Collection entries
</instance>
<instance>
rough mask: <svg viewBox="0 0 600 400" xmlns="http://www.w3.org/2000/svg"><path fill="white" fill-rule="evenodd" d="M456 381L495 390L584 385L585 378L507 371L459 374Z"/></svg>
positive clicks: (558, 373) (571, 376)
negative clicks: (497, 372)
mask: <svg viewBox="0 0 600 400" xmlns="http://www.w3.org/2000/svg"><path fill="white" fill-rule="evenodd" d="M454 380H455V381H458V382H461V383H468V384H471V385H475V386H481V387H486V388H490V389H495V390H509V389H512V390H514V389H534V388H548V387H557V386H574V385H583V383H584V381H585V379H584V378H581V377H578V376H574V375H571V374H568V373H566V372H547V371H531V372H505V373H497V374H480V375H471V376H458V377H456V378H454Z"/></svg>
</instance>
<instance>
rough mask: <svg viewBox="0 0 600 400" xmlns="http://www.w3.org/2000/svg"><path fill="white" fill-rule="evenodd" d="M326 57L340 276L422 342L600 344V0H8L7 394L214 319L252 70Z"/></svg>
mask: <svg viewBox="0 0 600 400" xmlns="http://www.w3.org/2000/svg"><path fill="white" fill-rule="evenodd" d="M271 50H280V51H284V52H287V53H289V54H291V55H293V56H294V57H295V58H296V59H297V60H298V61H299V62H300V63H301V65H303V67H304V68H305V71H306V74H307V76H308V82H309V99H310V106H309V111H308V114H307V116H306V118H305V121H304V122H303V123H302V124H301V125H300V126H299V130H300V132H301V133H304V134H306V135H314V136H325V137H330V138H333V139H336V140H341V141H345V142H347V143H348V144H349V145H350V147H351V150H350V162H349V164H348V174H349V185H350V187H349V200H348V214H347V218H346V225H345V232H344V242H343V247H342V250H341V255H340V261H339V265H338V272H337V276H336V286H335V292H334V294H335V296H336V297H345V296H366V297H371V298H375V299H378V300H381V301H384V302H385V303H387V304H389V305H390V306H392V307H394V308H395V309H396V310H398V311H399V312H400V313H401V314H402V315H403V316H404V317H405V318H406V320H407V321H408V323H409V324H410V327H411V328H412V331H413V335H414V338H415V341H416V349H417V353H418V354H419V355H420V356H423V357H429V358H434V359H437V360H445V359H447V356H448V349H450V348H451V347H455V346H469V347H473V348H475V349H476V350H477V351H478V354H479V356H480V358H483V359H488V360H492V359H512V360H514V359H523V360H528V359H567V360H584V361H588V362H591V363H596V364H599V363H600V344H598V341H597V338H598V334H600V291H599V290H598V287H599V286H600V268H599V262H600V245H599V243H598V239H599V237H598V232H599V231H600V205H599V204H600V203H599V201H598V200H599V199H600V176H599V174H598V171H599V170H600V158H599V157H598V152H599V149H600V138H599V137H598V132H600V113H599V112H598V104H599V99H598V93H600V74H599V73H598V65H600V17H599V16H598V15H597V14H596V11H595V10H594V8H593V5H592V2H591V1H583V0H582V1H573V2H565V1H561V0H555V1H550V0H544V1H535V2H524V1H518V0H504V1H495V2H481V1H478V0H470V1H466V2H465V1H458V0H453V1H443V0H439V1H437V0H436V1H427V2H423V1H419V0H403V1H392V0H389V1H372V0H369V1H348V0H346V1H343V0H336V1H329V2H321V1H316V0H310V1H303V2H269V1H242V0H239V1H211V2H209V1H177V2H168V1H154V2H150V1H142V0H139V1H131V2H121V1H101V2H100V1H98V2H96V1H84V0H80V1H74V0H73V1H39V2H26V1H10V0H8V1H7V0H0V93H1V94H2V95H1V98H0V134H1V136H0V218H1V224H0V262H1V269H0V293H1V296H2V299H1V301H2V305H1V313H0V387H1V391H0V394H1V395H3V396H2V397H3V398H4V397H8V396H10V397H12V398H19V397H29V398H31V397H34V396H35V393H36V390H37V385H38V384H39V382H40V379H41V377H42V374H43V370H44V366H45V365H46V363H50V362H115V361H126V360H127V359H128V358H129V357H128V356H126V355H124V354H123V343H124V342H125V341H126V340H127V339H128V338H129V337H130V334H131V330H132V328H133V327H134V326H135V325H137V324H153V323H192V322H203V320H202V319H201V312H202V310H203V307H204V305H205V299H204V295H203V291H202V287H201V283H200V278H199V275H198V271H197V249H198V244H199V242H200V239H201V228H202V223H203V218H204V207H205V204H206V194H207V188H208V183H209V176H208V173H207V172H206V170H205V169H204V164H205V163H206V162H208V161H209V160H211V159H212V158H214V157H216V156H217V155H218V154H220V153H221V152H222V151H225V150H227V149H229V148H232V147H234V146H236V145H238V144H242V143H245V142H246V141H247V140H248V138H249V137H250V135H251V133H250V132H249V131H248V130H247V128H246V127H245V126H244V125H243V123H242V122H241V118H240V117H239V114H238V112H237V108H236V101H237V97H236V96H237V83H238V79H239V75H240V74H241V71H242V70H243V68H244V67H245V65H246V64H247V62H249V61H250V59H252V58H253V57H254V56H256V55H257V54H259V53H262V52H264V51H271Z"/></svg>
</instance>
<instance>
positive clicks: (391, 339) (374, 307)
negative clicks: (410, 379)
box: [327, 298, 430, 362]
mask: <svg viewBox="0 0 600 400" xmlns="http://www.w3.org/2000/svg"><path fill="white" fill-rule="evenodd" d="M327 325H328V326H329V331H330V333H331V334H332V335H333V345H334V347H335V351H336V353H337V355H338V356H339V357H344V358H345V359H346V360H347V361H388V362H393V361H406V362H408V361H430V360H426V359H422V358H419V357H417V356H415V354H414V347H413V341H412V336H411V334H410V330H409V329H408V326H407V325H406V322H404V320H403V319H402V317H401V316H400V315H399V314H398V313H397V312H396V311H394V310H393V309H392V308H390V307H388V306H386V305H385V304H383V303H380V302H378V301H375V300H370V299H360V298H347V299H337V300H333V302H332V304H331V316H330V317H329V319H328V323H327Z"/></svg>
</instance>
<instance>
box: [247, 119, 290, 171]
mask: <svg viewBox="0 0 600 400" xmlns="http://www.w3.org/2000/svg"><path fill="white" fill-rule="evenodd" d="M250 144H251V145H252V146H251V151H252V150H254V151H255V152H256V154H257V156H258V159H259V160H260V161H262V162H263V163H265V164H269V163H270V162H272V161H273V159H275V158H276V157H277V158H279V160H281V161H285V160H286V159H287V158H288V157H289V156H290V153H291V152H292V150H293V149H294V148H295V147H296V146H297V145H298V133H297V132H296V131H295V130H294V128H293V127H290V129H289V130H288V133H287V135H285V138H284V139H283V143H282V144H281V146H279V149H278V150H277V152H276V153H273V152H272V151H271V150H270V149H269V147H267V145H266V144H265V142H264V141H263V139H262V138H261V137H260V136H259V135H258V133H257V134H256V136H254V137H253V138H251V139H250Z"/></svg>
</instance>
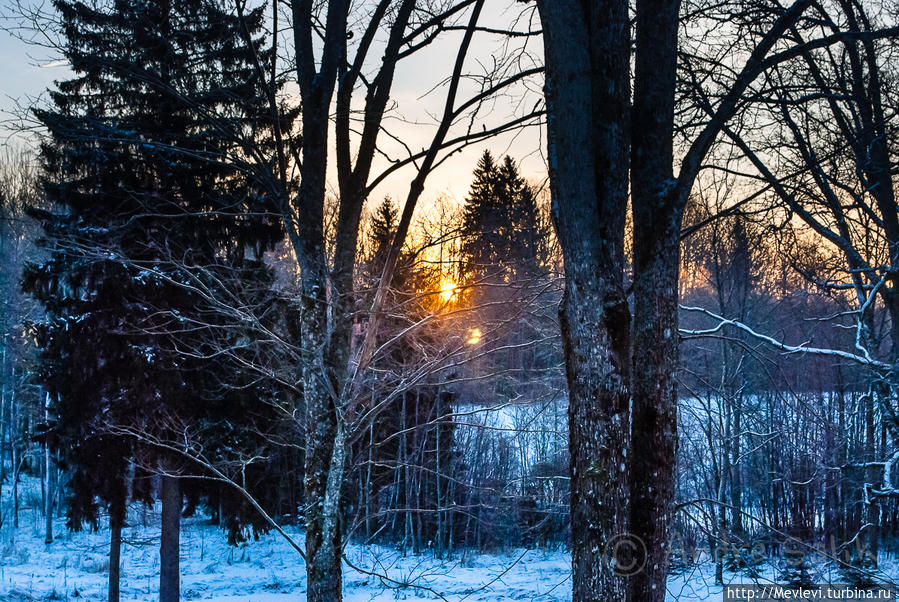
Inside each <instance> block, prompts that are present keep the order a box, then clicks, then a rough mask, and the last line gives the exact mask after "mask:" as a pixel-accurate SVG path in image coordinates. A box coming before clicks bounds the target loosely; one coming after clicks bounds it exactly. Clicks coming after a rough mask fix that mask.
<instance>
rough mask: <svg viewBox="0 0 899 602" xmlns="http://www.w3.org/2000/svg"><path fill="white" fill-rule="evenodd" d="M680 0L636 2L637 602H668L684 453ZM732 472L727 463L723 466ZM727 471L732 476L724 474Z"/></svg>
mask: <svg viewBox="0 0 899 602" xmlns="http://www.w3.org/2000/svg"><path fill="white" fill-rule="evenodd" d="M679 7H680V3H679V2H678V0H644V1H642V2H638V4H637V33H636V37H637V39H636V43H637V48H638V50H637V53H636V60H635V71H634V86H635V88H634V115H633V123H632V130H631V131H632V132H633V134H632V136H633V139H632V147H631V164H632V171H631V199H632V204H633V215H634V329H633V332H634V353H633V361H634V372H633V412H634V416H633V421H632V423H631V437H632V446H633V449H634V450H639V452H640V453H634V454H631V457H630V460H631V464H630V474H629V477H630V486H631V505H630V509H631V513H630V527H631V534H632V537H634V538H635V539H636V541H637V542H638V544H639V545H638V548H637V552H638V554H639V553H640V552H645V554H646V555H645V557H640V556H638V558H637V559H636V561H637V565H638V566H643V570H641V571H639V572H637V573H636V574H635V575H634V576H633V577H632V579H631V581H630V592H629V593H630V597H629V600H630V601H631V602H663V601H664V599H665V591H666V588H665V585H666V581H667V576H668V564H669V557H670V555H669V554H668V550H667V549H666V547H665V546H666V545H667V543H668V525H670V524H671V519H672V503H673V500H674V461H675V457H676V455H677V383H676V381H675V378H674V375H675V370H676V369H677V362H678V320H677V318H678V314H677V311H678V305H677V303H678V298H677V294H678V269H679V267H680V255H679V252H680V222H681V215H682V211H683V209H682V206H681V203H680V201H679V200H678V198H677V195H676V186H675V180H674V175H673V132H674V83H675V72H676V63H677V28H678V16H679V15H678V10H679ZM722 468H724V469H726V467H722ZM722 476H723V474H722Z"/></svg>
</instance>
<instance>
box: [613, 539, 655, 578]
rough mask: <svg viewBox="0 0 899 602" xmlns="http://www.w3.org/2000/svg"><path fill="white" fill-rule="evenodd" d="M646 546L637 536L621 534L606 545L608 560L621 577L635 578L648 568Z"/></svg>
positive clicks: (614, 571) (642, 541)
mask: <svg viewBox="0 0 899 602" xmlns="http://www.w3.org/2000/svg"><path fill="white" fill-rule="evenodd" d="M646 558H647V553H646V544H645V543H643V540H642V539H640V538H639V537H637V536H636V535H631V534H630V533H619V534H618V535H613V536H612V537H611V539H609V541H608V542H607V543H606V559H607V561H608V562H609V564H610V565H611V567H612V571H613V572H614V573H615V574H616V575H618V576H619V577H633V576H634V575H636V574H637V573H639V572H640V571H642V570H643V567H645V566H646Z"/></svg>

→ **Exercise description**
Take the lines above from the one containing "381L495 390L584 385L585" down to the one containing "positive clicks: (558, 373) (571, 376)", and transcribe them exactly, both ends included.

→ **The answer**
rough mask: <svg viewBox="0 0 600 400" xmlns="http://www.w3.org/2000/svg"><path fill="white" fill-rule="evenodd" d="M456 381L495 390L584 385L585 378L507 371L459 374Z"/></svg>
positive clicks: (558, 373) (571, 376)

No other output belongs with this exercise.